(Pointing entries for labeled objects)
• • • • •

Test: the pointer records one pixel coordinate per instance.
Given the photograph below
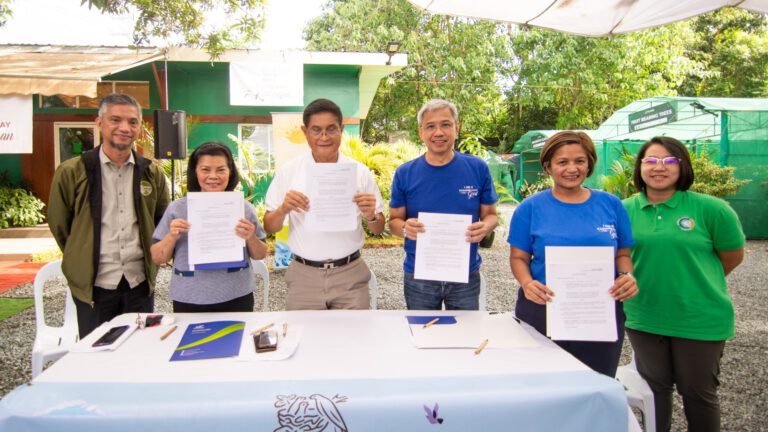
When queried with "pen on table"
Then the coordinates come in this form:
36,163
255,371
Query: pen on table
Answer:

• • • • •

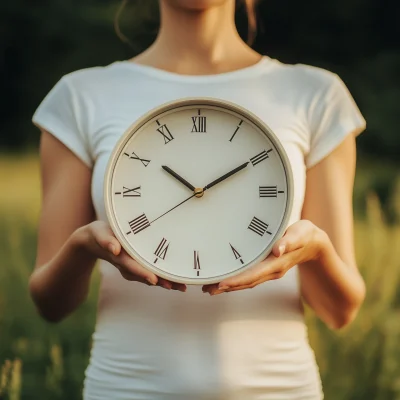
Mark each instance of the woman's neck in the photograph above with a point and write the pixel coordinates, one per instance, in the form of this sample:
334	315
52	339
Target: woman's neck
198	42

• • • • •

§ Problem to solve: Collect each line above that contains the string "instance".

§ Output of the task:
Test: the pointer records one pixel coordinate per instance.
Mark each instance of the woman's neck in the photograph above with a point and write the pixel coordinates, one per instance, in the form of this sample:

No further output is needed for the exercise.